Entnommener Text:
····················
Hyperautomation ist eines der großen Digitalisierungs-Schlagworte, das nicht zuletzt durch die Positionierung von Gartner als einer der Top-Tech-Trends 2022 in den Fokus gerückt ist. Doch was genau meint Hyperautomation? Und wie können Unternehmen diese „Hyper-Automatisierung“ erfolgreich umsetzen? Heinz Wietfeld, Director bei Hyland, klärt auf und gibt praktische Tipps.
Hyperautomation: Brücken bauen zwischen Effizienz-Inseln
Gartner definiert Hyperautomation als „orchestrierte Nutzung mehrerer Technologien, Tools oder Plattformen“, um so viele Geschäfts- und IT-Prozesse wie möglich zu automatisieren und durchgängige End-to-End-Workflows zu schaffen. Damit holen die Analysten viele Unternehmen an ihrem aktuellen Status Quo ab.
Denn mit den Möglichkeiten der Automatisierung haben sich viele Unternehmen und Organisationen mittlerweile „Inseln der Effizienz“ geschaffen. Einzelne Geschäftsabläufe und Prozesse laufen automatisiert und ohne menschliches Zutun. Die Grenzen dieses Setups liegen jedoch häufig bei der Interaktion unterschiedlicher Systeme und Anwendungen – eine wichtige Voraussetzung für eine durchgängige End-to-End-Digitalisierung. Bei Hyperautomation geht es nun also darum, Brücken zwischen diesen Insellösungen zu bauen und so Effizienzpotenziale zu heben.
····················
Gezeigte Datensätze:
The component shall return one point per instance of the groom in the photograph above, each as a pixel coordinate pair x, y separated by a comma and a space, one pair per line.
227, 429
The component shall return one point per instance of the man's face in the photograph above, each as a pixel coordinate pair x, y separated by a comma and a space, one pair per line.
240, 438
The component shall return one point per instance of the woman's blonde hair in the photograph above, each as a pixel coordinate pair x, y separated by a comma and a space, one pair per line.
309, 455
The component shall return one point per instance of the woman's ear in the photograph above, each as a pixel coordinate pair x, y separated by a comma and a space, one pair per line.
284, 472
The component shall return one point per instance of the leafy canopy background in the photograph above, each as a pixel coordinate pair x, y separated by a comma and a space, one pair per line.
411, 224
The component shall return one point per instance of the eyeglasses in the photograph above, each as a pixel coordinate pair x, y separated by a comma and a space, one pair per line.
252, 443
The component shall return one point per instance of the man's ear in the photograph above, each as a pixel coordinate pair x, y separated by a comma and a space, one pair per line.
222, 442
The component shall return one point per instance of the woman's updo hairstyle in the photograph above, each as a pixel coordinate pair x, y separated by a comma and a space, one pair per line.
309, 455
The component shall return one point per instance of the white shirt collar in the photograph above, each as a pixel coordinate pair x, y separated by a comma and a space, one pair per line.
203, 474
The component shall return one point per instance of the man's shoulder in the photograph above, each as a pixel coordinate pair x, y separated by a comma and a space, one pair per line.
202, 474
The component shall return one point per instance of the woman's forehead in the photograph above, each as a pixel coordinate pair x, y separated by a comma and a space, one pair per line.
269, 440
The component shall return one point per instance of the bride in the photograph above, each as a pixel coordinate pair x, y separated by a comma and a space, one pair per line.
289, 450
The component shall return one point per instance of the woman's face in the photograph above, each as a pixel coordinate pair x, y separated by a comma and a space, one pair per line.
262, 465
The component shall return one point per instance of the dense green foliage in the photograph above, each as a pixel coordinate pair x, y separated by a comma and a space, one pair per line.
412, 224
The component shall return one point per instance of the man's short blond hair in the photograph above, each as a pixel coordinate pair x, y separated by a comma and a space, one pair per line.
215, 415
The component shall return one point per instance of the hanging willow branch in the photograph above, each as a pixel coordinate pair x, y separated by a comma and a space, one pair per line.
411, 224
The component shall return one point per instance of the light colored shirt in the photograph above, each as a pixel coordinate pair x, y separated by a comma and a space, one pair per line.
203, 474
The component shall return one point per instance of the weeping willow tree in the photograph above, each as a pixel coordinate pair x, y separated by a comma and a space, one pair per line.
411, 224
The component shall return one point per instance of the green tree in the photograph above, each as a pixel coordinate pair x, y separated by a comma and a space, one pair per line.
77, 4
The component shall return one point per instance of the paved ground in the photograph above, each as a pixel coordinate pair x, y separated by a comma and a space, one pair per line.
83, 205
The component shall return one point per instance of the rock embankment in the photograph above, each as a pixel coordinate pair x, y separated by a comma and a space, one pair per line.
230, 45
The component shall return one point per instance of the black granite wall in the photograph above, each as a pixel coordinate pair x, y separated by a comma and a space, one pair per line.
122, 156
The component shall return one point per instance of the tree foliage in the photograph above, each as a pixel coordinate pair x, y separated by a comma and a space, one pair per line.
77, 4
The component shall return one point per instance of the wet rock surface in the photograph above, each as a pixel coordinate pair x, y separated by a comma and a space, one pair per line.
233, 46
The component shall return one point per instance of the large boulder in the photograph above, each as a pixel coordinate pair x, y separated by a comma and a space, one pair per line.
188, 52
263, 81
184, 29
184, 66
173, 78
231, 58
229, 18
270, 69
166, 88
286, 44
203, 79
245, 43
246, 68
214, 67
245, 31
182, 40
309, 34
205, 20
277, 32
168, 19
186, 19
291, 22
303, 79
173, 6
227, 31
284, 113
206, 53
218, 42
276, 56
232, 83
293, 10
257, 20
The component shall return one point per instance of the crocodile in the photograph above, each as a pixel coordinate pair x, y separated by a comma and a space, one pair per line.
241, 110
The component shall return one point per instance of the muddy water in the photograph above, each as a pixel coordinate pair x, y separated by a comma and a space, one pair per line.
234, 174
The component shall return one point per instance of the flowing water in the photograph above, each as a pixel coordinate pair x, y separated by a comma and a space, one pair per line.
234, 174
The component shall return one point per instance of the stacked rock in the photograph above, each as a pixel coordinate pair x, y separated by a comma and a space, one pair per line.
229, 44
····················
Ziele:
**A)** Erkläre in ein bis drei Sätzen, warum die Gartner-Definition laut dem Text über Hyperautomation viele Unternehmen an ihrem aktuellen Stand abholt.
**B)** Schreib den Text über Hyperautomation nach seinem letzten Satz weiter.
Die Datensätze sind eigenständiges Material und gehören nicht zum Text über Hyperautomation.

Schriftliche Antworten:
**A)** Viele Unternehmen haben sich mit Automatisierung schon „Inseln der Effizienz“ geschaffen, in denen einzelne Abläufe ohne menschliches Zutun laufen. Die Grenzen liegen aber oft beim Zusammenspiel verschiedener Systeme und Anwendungen. Genau dieses Zusammenspiel braucht es für durchgängige End-to-End-Workflows, und um diese geht es in Gartners Definition.

**B)**
1. Bestandsaufnahme und detailliertes Mapping
In einem ersten Schritt braucht es eine Bestandaufnahme. Dies erfordert ein detailliertes Mapping bzw. eine Analyse der Organisation und der Backoffice-Prozesse, um die derzeitigen Arbeitsabläufe vollständig zu verstehen und festzustellen, wo Lücken, Latenzen und Bottlenecks bestehen. Auf dieser Grundlage kann dann eine Strategie entwickelt werden, um Brücken zwischen den Lösungen zu schlagen und Effizienzlücken zu schließen.
2. Eine Datengrundlage schaffen
Insellösungen führen zu Datensilos – der Endgegner jeder umfassenden Automatisierung. Klassische ECM-Lösungen haben alle Daten auf eine Plattform übertragen. In Zeiten von Cloud-Boom und Best-of-Breed-Ansätzen ist das nicht mehr zeitgemäß. Entsprechend bieten Content-Services-Plattformen leicht zu konfigurierende Schnittstellen zu einer Vielzahl unterschiedlicher Business- und Abteilungsanwendungen. So bilden sie einen zentralen Knotenpunkt für alle im Unternehmen vorhanden Daten und Inhalte sowie die Grundlage für eine reibungslose Automatisierung.
3. Welche Automatisierungstechnologie ist die richtige?
Die Auswahl an unterschiedlichen Automation-Lösungen ist umfangreich, und angesichts der Komplexität vieler Geschäftsprozesse, braucht es häufig eine wohlorchestrierte Kombination unterschiedlicher Technologien. Diese reichen von Künstlicher Intelligenz und Machine Learning über Workflow-Tools, Business Process Management (BPM) und Robotic Process Automation (RPA) bis hin zu Low- und No-Code-Tools. Die Technologien eignen sich dabei für unterschiedliche Anwendungsszenarien und Problemstellungen. So ermöglicht beispielsweise RPA, das auf der Ebene des User-Interface operiert, auch die Integration von Legacy-Lösungen, für die es keine modernen Schnittstellen mehr gibt, in umfassendere Workflows.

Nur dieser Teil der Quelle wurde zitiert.